Thoughts on Ghostwriter, Drake, AI… and why the music industry shouldn’t panic

Credit: Republic Records/Press

MBW Views is a series of exclusive op/eds from eminent music industry people… with something to say. The following comes from Andy Chatterley (pictured inset), the founder and CEO of MUSO, a London-headquartered technology firm providing anti-piracy services and market analytics for music and entertainment companies.


It’s interesting how much heat the Ghostwriter track is generating this week.

This Lady Gaga / Lana Del Rey AI mashup has been online for a while, with the blessing of the artists.

So a couple of questions:

  • How can we be certain the ‘fake Drake’ track is AI and not a canny marketing tool? We only have ‘Ghostwriter’s’ word for it and no evidence of what program was used. The source data is self-evident – but that’s all we know.
  • If this is indeed AI, then it leads to some really interesting philosophical and, inevitably, legal debate. Ultimately, if musicians and/or content creators are being used as source data for an AI model, should they be compensated?

The problem of course is that MILLIONS of individual splices of music are already being used to hone AI music modelling.

Unless it’s blindingly obvious or self-disclosed for marketing purposes – as in the case of the Ghostwriter track – how do you prove, as a creator, that your work has been used as source material for AI?

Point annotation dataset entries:
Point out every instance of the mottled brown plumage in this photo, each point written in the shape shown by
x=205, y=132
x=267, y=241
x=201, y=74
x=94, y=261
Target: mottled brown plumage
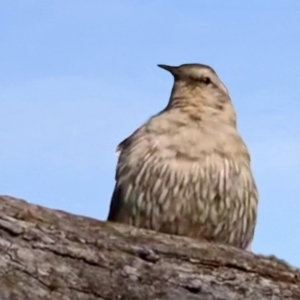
x=186, y=171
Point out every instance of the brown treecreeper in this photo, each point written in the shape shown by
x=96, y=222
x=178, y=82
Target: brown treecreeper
x=187, y=171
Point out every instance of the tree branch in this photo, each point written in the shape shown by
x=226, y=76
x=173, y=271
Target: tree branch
x=50, y=254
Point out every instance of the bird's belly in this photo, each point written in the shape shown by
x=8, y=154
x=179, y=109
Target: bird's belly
x=197, y=207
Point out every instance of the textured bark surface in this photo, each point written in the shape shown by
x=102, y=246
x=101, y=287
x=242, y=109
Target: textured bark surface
x=50, y=254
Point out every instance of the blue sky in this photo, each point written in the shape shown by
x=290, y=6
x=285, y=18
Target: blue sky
x=77, y=77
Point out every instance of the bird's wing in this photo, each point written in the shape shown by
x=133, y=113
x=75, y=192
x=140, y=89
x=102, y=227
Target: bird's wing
x=116, y=207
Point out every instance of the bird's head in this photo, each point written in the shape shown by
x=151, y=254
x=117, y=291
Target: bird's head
x=197, y=87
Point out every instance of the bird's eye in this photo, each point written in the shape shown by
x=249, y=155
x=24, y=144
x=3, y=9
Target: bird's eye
x=206, y=80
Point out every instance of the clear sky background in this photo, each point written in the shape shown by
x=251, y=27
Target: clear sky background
x=77, y=77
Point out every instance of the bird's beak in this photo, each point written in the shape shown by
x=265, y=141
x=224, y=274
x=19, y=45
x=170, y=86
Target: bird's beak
x=173, y=70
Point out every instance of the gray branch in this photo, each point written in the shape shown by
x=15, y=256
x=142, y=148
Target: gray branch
x=50, y=254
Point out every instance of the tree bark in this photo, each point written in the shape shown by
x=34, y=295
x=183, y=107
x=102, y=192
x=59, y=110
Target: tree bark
x=50, y=254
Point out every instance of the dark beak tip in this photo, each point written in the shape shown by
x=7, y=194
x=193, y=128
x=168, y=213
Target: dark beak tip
x=171, y=69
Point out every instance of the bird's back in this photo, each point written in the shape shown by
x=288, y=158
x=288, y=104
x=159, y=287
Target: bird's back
x=186, y=178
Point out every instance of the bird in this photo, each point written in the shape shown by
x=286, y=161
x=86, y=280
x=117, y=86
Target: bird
x=186, y=171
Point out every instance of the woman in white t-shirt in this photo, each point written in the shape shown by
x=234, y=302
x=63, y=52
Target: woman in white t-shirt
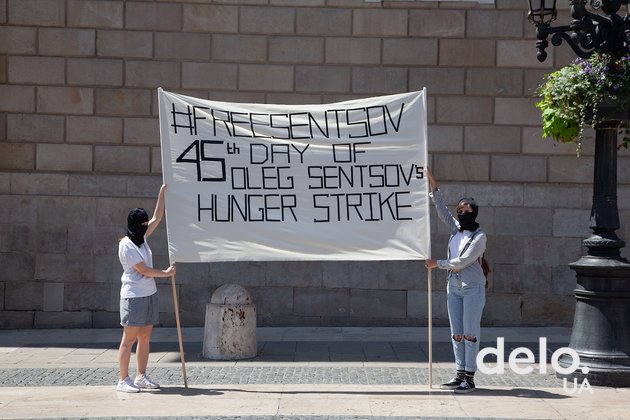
x=138, y=295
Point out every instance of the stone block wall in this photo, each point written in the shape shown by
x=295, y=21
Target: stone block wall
x=79, y=147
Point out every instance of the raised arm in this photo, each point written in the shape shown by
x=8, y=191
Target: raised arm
x=158, y=213
x=438, y=201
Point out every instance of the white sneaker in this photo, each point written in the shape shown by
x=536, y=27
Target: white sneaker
x=143, y=381
x=125, y=385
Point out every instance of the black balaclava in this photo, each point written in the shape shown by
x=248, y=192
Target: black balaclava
x=467, y=220
x=135, y=229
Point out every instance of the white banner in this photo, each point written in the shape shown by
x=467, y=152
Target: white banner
x=342, y=181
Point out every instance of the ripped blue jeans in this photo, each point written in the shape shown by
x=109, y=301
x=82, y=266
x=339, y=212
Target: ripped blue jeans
x=465, y=306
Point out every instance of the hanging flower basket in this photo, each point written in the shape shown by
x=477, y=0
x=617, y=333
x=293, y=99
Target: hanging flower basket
x=587, y=91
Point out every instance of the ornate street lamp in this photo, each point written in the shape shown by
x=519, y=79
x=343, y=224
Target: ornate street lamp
x=590, y=31
x=601, y=326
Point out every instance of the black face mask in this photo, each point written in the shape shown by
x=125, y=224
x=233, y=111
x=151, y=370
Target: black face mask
x=135, y=228
x=467, y=221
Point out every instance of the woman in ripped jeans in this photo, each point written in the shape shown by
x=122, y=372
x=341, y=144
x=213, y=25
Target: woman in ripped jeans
x=466, y=292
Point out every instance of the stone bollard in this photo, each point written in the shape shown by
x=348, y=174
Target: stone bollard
x=230, y=330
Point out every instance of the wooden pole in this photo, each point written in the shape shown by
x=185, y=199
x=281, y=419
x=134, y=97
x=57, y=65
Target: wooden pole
x=179, y=331
x=430, y=305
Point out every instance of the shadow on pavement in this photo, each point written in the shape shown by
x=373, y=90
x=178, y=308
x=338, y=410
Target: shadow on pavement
x=514, y=392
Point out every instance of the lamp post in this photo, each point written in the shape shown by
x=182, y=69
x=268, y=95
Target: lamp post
x=601, y=326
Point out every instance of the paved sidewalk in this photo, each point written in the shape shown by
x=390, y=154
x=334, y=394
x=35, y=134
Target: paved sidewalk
x=299, y=373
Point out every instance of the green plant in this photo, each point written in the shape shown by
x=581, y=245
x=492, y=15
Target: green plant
x=571, y=95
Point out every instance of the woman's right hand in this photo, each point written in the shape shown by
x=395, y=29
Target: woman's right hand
x=432, y=181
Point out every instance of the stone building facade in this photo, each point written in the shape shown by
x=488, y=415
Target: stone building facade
x=79, y=147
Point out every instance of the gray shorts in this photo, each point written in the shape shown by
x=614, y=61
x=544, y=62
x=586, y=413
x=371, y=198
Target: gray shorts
x=139, y=312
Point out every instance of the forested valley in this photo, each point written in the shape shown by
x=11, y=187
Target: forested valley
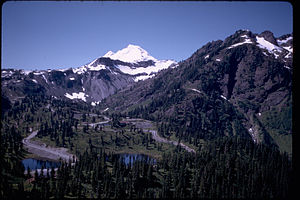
x=222, y=167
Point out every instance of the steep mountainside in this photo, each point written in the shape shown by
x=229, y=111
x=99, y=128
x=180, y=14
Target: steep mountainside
x=89, y=83
x=239, y=86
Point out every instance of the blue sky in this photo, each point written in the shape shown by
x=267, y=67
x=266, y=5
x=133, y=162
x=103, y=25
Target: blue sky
x=57, y=35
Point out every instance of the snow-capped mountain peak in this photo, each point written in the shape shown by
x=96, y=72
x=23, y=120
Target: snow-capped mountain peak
x=132, y=54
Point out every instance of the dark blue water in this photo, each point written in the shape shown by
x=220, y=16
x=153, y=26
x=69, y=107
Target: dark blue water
x=131, y=158
x=37, y=164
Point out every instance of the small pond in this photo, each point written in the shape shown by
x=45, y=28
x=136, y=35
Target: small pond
x=37, y=164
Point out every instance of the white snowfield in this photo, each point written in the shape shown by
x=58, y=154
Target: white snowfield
x=132, y=54
x=266, y=45
x=79, y=95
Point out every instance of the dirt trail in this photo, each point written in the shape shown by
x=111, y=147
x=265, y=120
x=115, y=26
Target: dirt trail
x=147, y=127
x=44, y=151
x=156, y=137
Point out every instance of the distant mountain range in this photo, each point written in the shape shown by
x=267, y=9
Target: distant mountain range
x=239, y=86
x=89, y=83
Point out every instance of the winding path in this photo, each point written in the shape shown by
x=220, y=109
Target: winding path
x=156, y=137
x=45, y=151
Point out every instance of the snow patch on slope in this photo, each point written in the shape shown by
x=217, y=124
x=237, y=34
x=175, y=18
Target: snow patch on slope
x=271, y=48
x=132, y=54
x=79, y=95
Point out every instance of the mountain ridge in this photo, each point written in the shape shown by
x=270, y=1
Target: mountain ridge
x=242, y=81
x=89, y=83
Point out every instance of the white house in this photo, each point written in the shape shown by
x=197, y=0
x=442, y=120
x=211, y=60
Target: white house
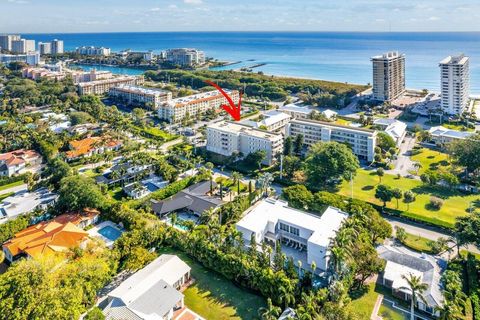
x=151, y=293
x=304, y=236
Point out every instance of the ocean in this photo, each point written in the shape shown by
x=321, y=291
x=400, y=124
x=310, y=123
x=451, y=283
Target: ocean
x=336, y=56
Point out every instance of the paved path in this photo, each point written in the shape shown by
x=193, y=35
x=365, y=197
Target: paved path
x=14, y=189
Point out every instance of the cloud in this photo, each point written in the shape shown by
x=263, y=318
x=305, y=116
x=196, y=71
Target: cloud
x=193, y=1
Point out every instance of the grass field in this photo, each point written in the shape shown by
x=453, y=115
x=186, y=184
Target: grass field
x=417, y=243
x=455, y=203
x=11, y=185
x=214, y=297
x=431, y=159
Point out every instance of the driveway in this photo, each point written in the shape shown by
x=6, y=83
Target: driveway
x=403, y=163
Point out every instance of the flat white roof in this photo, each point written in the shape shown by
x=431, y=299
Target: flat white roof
x=323, y=228
x=168, y=268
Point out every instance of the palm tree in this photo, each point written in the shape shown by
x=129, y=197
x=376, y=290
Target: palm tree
x=416, y=287
x=270, y=312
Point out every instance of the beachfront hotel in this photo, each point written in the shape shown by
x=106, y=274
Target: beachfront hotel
x=135, y=95
x=93, y=51
x=176, y=109
x=225, y=138
x=185, y=56
x=303, y=236
x=455, y=83
x=362, y=141
x=104, y=85
x=388, y=76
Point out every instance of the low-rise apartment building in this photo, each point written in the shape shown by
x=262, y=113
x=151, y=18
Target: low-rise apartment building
x=225, y=138
x=442, y=136
x=177, y=109
x=135, y=95
x=362, y=141
x=303, y=236
x=185, y=56
x=104, y=85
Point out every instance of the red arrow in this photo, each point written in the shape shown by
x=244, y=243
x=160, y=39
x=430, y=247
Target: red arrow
x=232, y=109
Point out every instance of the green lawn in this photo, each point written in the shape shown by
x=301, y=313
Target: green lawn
x=417, y=243
x=214, y=297
x=455, y=203
x=11, y=185
x=431, y=159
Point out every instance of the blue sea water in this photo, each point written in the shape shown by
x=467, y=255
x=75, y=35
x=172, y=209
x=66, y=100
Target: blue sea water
x=337, y=56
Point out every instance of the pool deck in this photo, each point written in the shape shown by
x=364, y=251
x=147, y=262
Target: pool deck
x=95, y=234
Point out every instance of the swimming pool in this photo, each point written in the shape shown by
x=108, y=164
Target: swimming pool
x=110, y=233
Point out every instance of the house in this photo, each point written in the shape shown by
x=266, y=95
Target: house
x=441, y=136
x=90, y=146
x=195, y=199
x=151, y=293
x=18, y=161
x=47, y=237
x=24, y=202
x=303, y=236
x=402, y=262
x=394, y=128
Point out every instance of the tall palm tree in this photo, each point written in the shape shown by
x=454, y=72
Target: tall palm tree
x=270, y=312
x=416, y=287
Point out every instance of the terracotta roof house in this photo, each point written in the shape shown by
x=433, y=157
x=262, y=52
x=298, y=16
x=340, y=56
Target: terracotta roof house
x=49, y=237
x=90, y=146
x=15, y=162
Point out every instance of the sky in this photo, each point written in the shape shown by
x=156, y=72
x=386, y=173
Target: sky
x=61, y=16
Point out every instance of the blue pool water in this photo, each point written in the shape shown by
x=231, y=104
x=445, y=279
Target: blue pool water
x=151, y=187
x=110, y=233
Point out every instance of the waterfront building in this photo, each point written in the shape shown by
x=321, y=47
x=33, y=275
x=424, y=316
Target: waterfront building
x=31, y=58
x=23, y=46
x=227, y=138
x=177, y=109
x=362, y=141
x=57, y=46
x=303, y=236
x=6, y=41
x=186, y=57
x=135, y=95
x=45, y=48
x=394, y=128
x=455, y=84
x=93, y=51
x=104, y=85
x=388, y=76
x=273, y=121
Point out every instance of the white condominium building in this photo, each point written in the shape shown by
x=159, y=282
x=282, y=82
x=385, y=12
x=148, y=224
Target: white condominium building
x=303, y=236
x=185, y=56
x=32, y=58
x=93, y=51
x=134, y=95
x=455, y=82
x=225, y=138
x=177, y=109
x=57, y=46
x=362, y=141
x=104, y=85
x=6, y=41
x=23, y=46
x=45, y=48
x=388, y=76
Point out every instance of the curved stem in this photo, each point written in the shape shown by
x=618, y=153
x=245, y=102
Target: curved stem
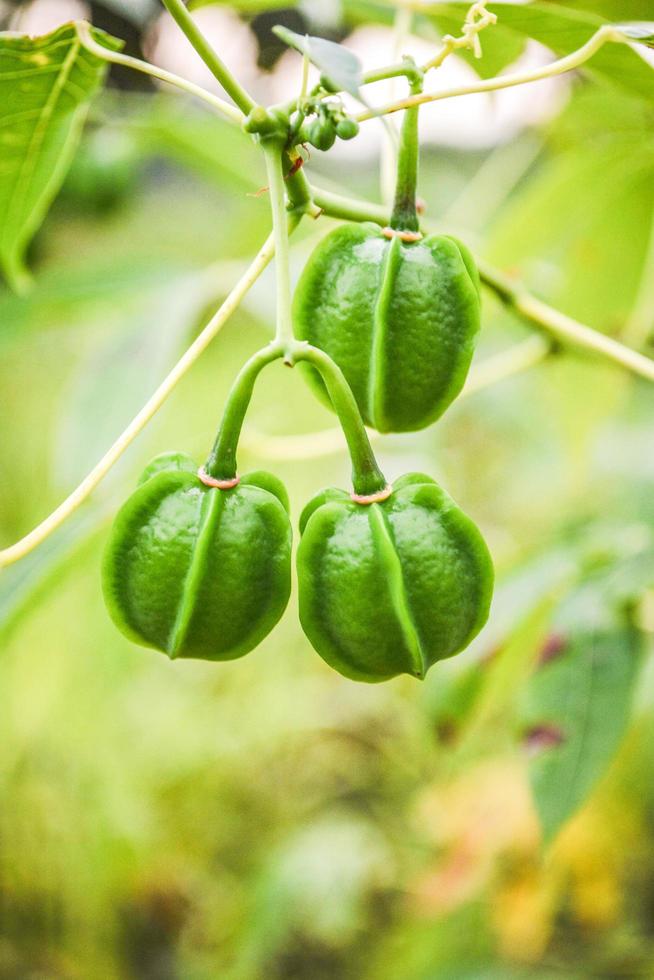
x=562, y=328
x=367, y=478
x=497, y=368
x=604, y=35
x=216, y=66
x=138, y=423
x=274, y=155
x=115, y=57
x=221, y=463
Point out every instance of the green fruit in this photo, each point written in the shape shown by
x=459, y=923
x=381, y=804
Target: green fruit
x=197, y=571
x=400, y=318
x=391, y=587
x=322, y=133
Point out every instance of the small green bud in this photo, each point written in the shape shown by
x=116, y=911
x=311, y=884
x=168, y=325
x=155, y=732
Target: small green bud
x=265, y=122
x=321, y=133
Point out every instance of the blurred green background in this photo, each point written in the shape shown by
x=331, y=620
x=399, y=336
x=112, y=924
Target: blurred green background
x=267, y=818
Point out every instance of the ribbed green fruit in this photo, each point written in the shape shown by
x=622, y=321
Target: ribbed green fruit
x=399, y=318
x=391, y=587
x=196, y=571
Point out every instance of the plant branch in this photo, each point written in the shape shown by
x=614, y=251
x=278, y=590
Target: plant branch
x=224, y=108
x=214, y=63
x=314, y=445
x=563, y=328
x=604, y=35
x=274, y=161
x=138, y=423
x=560, y=327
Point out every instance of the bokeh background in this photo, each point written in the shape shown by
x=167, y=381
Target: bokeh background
x=267, y=818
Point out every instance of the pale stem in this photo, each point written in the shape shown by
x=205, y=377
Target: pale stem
x=97, y=474
x=277, y=193
x=229, y=112
x=603, y=36
x=560, y=327
x=214, y=63
x=388, y=156
x=563, y=328
x=527, y=354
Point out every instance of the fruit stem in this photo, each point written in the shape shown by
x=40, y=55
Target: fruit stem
x=221, y=463
x=405, y=215
x=367, y=478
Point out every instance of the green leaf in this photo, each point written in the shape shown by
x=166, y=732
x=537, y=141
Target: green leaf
x=642, y=32
x=22, y=584
x=575, y=712
x=46, y=84
x=133, y=360
x=335, y=62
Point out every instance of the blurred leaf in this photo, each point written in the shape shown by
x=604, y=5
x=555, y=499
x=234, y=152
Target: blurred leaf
x=206, y=145
x=575, y=712
x=336, y=63
x=643, y=32
x=21, y=584
x=510, y=665
x=116, y=379
x=563, y=29
x=46, y=85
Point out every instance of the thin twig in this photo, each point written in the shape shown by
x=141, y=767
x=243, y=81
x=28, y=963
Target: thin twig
x=226, y=110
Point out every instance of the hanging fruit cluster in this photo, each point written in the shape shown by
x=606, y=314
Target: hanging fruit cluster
x=391, y=578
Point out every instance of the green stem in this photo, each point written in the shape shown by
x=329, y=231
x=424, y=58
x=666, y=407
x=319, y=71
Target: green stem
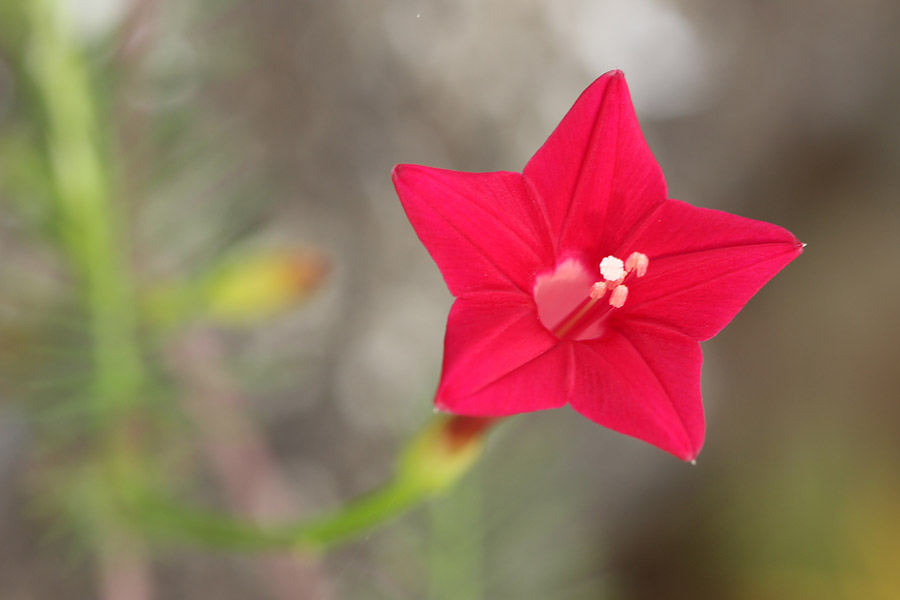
x=88, y=220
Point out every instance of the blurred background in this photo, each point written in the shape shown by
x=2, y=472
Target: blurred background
x=207, y=280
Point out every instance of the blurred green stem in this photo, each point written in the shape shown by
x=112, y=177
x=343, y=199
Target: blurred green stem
x=89, y=226
x=91, y=235
x=432, y=463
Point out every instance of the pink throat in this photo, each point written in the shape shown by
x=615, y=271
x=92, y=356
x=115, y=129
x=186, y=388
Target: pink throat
x=573, y=304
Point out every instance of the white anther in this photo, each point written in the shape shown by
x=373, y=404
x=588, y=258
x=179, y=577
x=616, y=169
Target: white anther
x=637, y=262
x=598, y=290
x=612, y=268
x=618, y=296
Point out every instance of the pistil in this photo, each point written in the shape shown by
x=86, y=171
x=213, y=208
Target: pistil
x=614, y=272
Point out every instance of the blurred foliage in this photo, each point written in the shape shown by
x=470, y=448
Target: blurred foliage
x=280, y=299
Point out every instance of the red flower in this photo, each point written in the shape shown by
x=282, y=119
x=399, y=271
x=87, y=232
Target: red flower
x=578, y=281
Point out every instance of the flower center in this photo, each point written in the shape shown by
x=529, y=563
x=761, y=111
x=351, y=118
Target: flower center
x=568, y=299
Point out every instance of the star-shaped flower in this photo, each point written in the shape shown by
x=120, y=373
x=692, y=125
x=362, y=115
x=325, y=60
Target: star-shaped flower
x=579, y=282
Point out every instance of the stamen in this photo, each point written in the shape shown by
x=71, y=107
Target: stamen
x=598, y=290
x=618, y=296
x=637, y=262
x=612, y=268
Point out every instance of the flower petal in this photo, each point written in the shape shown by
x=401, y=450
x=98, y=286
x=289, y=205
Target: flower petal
x=595, y=174
x=498, y=358
x=705, y=265
x=643, y=381
x=484, y=230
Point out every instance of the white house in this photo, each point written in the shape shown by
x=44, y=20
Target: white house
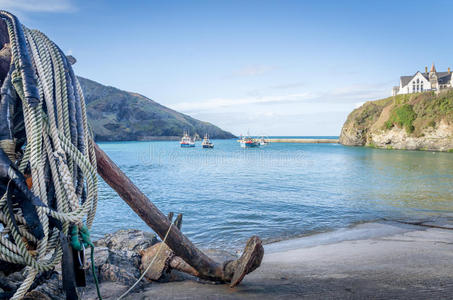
x=421, y=82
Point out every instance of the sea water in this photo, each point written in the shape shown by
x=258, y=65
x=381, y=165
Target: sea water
x=278, y=191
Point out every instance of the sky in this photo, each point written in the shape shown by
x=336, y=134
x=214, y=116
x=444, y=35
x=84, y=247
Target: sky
x=260, y=67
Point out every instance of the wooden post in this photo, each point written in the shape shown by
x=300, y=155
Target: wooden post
x=231, y=271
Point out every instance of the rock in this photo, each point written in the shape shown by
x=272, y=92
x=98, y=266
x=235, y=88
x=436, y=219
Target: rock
x=160, y=263
x=101, y=256
x=378, y=123
x=35, y=295
x=117, y=260
x=114, y=273
x=130, y=239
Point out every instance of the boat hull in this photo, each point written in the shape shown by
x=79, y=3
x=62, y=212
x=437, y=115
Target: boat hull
x=250, y=145
x=187, y=145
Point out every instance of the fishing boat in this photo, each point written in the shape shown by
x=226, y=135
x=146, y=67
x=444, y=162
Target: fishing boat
x=248, y=142
x=206, y=142
x=186, y=141
x=263, y=141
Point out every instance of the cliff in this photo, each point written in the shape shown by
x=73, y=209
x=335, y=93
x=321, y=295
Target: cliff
x=422, y=121
x=117, y=115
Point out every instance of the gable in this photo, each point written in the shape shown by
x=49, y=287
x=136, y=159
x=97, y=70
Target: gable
x=405, y=80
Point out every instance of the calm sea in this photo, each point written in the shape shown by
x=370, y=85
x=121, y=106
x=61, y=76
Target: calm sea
x=278, y=191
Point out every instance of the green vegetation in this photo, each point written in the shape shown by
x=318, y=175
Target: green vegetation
x=417, y=112
x=425, y=116
x=117, y=115
x=403, y=116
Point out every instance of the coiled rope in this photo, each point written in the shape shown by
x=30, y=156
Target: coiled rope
x=58, y=151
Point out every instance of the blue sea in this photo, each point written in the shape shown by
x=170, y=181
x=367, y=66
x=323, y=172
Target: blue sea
x=278, y=191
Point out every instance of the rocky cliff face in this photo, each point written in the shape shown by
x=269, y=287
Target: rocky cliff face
x=117, y=115
x=422, y=121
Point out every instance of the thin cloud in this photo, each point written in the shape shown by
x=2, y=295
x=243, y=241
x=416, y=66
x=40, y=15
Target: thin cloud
x=38, y=5
x=228, y=102
x=254, y=70
x=288, y=86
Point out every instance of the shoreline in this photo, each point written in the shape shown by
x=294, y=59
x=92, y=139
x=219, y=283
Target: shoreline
x=384, y=259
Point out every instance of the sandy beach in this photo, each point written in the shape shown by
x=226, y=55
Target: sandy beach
x=388, y=260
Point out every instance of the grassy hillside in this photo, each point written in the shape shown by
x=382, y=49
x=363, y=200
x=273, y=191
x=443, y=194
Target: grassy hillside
x=419, y=115
x=117, y=115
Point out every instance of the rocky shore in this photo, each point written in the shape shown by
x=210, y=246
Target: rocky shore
x=422, y=121
x=391, y=260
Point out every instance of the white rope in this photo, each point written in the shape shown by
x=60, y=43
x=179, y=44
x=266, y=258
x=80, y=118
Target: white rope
x=149, y=266
x=50, y=144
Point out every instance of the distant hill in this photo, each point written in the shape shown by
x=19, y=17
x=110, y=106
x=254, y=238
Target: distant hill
x=421, y=121
x=117, y=115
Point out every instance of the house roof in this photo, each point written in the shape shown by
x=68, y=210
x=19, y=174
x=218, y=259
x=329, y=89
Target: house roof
x=442, y=77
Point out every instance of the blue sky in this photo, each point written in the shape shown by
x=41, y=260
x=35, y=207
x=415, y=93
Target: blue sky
x=267, y=67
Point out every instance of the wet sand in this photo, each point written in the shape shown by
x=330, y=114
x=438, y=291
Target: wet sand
x=369, y=261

**WRITTEN TASKS:**
A) From the op-ed on the Ghostwriter track, return the passage that begins at the words "This Lady Gaga /" and stops after the words "AI music modelling.", copied word for word.
B) Take the op-ed on the Ghostwriter track further, writing on from its final sentence.

**ANSWERS PROVIDED:**
A)
This Lady Gaga / Lana Del Rey AI mashup has been online for a while, with the blessing of the artists.

So a couple of questions:

  • How can we be certain the ‘fake Drake’ track is AI and not a canny marketing tool? We only have ‘Ghostwriter’s’ word for it and no evidence of what program was used. The source data is self-evident – but that’s all we know.
  • If this is indeed AI, then it leads to some really interesting philosophical and, inevitably, legal debate. Ultimately, if musicians and/or content creators are being used as source data for an AI model, should they be compensated?

The problem of course is that MILLIONS of individual splices of music are already being used to hone AI music modelling.

B)
On the possibility of AI-made music legally infringing human copyright: as far as I am aware there is currently no law to stop an actual human who is a soundalike making a completely new track that has production in the style of another artist.

Indeed, there was a booming industry for a while of near-identical covers of current hits – but with cheaper licensing costs – being used in shops, restaurants etc.

The music industry is basically a business built on influences.

A modern example: Celeste sounds uncannily (and wonderfully) like a cross between Billie Holiday and Nina Simone, even going so far as to sample Simone in her hit Stop This Flame. What’s the difference between Celeste’s work wearing its influence on its sleeve and an AI literally doing the same?

Further, who owns the AI in any given case? And how do you sue something that has no name, no social security number and no company number?

Do you sue the prompt engineer who inputs the command to make the track? Will every human now need to assume some kind of guarantor guardianship for every computer they own?

Something is either artificial or it’s not.

There may be a grey area here that talented legal minds could tackle, and that’s the question of intent: could it be argued that something was made via AI with the express intent of depriving a ‘source’ artist of their rightful income?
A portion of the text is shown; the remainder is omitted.